*Written exercise*. In the passage on time lag detection, what percentage of the time lags found by PWB for N\(_2\)O at the UK-EBu site were judged unreliable?

*Given passage*.
Table 2 Percentage of optimal time lags detected by the PWB procedure after Step 1 (S1) and Step 2 (S2) of the strategy outlined in Sect. 2.3 separately for each site and scalar variable

Focusing on N\(_2\)O sampled at UK-EBu site, 72% of the detected time lags by PWB were flagged as optimal and considered reliable having an associated uncertainty less than 0.5 s (37%) or deviating from time lags detected in preceding averaging periods no more than 0.5 s (35%). The remaining 28% were considered unreliable and occurred in cases of close-to-zero fluxes.

The comparison with the experimental approach by Nemitz et al. (2018) shows that most of time lags achieved by the PWB\(^\text {OPT}\) procedure do not deviate more than ± 0.25 s from direct measurements. Moreover, the actual time lags detected by both approaches seems to follow a common time trend (Fig. 6), the causes of which can have multiple sources not always manageable during field measurements, as said in the introductory section.

Most (80%) of time lags detected by PWB\(^\text {OPT}\) vary between \(+\) 1.45 and \(+\) 2.20 s (1st and 9th deciles, respectively), in strict agreement with the range (from \(+\) 1.50 to \(+\) 2.30 s) of the experimental measurements (see Table 3 of SM).

Such a narrow range of variability was not achieved by any of the others CM- and PW-based procedures.

Fig. 6
figure 6

Comparison of time lags detected by the PWB\(^\text {OPT}\) approach (cyan points) and through the experimental approach (EXP, solid black points) by Nemitz et al. (2018) for nitrous dioxide (N\(_2\)O) sampled at UK-EBu. Panel a shows the temporal dynamics of detected time lags; panel b shows the violin plot with included boxplot of differences between the two approaches based on 283 paired data values

4.3 Impact on flux estimates

The impact on EC fluxes can be appreciated by comparing the flux density distributions computed after temporal alignment of W and the S scalar of interest using different time lag detection procedures.

Figure 7 depicts a graphical representation of the density distributions of flux estimates computed after temporal alignment of time series using time lags detected by CM-W, CM-W\(^\text {CTR}\) approaches and by the proposed PWB\(^\text {OPT}\) procedure.

*Excerpted records*.

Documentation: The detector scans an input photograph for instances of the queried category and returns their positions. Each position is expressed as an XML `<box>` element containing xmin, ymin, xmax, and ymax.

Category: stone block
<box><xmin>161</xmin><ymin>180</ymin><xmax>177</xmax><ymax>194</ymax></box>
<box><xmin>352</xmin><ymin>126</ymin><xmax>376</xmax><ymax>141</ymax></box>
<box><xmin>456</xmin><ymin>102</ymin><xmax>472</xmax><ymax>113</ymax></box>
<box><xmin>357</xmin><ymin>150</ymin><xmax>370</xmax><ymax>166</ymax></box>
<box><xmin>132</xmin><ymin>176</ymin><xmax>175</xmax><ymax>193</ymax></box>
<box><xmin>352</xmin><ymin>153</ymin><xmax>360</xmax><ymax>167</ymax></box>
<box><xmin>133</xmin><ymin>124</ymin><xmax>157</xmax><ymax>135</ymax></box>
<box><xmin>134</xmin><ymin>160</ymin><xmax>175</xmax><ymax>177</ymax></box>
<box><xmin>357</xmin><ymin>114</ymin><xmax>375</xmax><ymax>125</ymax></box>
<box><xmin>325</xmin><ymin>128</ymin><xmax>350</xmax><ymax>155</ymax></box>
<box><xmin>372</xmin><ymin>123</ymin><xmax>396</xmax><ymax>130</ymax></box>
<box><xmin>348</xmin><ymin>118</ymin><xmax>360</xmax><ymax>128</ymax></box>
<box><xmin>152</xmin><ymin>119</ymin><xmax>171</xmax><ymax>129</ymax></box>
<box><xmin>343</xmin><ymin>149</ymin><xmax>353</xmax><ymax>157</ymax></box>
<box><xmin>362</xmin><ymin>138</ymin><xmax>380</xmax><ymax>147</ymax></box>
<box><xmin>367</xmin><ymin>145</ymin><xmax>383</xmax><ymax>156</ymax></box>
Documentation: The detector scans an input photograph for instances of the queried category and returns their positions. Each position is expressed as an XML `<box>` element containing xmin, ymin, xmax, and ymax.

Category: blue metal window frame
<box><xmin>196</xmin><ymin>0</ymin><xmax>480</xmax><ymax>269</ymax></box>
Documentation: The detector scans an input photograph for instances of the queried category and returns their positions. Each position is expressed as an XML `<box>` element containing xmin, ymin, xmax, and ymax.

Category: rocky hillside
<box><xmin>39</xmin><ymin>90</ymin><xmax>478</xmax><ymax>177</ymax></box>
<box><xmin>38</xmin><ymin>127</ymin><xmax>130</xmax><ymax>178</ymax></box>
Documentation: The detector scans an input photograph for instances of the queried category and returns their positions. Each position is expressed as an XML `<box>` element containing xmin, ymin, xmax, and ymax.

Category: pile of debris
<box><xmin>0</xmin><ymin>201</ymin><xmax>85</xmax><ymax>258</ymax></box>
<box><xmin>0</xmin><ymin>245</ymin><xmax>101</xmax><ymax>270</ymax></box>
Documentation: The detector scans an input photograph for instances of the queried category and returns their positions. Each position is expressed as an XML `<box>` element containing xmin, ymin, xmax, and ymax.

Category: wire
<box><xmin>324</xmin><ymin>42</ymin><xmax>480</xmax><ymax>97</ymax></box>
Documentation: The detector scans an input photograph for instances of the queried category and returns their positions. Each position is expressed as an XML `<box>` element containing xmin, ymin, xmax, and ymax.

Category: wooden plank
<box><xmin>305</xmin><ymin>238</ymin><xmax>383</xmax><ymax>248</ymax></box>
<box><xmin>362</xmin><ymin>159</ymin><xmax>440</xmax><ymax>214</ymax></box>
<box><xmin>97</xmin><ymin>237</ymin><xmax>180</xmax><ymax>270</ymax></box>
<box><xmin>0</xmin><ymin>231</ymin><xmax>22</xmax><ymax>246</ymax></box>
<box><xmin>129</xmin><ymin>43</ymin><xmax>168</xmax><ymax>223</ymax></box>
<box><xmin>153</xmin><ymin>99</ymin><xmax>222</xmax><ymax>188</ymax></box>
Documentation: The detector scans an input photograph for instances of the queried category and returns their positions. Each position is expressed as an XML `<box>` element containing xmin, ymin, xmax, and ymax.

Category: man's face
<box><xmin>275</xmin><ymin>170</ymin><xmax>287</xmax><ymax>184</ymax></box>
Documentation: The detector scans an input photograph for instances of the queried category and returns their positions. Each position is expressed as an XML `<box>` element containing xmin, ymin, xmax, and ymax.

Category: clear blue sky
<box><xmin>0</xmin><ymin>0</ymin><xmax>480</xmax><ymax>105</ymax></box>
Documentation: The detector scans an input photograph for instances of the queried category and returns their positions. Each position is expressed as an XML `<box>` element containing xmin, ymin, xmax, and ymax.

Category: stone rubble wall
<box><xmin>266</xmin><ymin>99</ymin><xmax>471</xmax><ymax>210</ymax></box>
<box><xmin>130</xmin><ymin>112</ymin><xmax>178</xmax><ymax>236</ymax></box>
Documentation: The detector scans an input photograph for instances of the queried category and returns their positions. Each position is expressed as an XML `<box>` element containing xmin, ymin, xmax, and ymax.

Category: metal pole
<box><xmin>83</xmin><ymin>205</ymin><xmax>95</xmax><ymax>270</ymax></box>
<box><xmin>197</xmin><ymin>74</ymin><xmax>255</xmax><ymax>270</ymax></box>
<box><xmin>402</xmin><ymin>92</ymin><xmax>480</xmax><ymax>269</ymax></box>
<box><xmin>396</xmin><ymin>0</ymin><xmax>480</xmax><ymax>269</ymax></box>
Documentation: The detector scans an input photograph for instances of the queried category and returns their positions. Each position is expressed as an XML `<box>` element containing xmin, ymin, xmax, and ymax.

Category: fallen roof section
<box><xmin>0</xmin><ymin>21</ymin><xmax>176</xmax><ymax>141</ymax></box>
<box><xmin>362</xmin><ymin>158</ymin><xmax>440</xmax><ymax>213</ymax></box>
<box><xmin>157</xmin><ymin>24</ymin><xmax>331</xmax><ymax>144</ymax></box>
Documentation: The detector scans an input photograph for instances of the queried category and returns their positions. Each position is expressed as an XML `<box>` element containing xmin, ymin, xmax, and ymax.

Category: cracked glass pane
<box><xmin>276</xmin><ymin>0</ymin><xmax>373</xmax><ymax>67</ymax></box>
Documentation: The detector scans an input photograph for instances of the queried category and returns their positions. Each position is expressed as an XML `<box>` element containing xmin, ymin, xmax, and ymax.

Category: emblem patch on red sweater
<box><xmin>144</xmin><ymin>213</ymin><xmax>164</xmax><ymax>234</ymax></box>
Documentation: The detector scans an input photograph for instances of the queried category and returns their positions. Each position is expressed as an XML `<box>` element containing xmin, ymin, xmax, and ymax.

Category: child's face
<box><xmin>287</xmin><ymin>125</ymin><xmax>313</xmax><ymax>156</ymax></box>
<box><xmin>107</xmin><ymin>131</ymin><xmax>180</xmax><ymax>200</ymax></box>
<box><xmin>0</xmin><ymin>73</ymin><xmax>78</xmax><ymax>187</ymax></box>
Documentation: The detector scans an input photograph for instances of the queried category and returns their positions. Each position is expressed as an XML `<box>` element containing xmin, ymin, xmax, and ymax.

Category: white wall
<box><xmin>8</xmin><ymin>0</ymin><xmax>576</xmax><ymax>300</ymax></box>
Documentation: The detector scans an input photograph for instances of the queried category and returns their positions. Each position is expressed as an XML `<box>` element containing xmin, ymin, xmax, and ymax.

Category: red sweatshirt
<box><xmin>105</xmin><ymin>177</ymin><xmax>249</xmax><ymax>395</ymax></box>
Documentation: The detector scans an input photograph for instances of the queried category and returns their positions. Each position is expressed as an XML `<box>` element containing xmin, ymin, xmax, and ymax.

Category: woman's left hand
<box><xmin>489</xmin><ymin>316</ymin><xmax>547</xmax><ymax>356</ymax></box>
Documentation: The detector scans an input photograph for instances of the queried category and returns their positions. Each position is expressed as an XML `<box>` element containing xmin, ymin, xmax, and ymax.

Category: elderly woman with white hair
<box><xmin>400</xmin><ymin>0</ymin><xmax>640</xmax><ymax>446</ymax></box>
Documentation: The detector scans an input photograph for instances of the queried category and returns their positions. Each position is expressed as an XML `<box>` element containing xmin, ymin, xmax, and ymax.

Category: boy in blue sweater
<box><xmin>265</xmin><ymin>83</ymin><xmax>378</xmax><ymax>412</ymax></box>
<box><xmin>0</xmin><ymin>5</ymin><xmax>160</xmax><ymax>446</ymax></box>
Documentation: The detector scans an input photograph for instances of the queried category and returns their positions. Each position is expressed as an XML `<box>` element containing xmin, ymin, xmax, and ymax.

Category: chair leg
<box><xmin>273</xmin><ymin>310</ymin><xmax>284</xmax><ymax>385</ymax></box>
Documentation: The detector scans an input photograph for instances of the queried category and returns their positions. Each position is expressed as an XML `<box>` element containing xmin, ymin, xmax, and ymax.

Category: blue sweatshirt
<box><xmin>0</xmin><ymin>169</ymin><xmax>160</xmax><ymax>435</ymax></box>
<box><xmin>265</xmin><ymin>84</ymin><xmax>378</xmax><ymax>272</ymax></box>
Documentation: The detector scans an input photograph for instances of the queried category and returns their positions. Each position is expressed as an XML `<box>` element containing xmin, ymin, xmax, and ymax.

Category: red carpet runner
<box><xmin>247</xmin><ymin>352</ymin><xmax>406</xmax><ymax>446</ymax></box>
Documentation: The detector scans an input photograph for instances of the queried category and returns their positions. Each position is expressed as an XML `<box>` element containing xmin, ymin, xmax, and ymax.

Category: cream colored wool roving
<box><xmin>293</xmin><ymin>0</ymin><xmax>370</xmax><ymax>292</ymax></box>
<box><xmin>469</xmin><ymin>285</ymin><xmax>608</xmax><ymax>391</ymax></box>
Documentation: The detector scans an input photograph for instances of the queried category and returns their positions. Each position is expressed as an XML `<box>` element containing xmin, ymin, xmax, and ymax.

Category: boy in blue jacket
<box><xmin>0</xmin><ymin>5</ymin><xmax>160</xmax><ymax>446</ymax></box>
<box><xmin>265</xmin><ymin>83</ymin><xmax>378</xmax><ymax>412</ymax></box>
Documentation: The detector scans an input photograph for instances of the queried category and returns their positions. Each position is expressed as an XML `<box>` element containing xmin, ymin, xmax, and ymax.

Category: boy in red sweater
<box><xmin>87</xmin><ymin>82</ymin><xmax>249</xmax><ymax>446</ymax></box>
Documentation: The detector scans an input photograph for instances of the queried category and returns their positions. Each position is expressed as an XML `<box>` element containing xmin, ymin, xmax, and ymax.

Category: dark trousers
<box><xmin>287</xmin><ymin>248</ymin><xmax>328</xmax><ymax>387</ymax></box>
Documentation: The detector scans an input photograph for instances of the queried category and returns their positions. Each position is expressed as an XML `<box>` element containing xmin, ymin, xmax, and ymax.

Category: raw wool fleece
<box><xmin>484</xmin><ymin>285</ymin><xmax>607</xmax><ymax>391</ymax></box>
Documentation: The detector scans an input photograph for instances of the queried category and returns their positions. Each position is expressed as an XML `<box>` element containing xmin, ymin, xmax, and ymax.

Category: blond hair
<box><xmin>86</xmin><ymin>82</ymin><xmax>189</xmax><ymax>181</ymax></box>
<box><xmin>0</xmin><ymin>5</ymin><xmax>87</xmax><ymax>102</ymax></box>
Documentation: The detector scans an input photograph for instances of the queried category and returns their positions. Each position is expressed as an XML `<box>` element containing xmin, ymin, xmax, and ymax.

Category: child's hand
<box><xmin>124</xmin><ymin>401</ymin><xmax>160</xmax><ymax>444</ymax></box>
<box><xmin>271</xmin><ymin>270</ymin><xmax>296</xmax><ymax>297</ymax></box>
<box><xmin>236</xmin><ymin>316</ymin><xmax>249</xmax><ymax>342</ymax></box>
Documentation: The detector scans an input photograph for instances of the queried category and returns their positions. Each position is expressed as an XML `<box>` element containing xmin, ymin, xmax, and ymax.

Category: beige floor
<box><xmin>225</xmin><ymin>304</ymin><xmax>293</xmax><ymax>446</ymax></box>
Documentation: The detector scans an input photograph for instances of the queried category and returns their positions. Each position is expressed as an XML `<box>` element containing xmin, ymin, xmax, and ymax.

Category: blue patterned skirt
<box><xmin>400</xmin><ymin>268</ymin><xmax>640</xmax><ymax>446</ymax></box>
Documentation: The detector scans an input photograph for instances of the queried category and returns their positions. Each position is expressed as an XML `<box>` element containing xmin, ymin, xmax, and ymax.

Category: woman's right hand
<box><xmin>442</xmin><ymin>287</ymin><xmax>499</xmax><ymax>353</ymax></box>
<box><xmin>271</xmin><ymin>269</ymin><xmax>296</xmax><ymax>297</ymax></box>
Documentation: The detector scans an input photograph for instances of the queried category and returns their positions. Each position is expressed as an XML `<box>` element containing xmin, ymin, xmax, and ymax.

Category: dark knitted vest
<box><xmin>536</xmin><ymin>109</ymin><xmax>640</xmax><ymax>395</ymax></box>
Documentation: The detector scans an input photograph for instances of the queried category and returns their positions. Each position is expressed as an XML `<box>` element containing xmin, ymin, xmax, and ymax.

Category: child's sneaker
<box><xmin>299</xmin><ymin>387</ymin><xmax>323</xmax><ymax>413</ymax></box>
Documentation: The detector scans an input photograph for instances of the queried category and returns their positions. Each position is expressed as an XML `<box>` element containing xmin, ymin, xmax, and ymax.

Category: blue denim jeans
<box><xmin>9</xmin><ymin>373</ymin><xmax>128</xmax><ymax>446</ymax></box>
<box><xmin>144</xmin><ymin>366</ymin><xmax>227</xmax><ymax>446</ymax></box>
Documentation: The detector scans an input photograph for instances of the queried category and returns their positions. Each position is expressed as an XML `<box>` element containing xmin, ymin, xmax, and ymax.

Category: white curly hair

*Output for this task*. 28%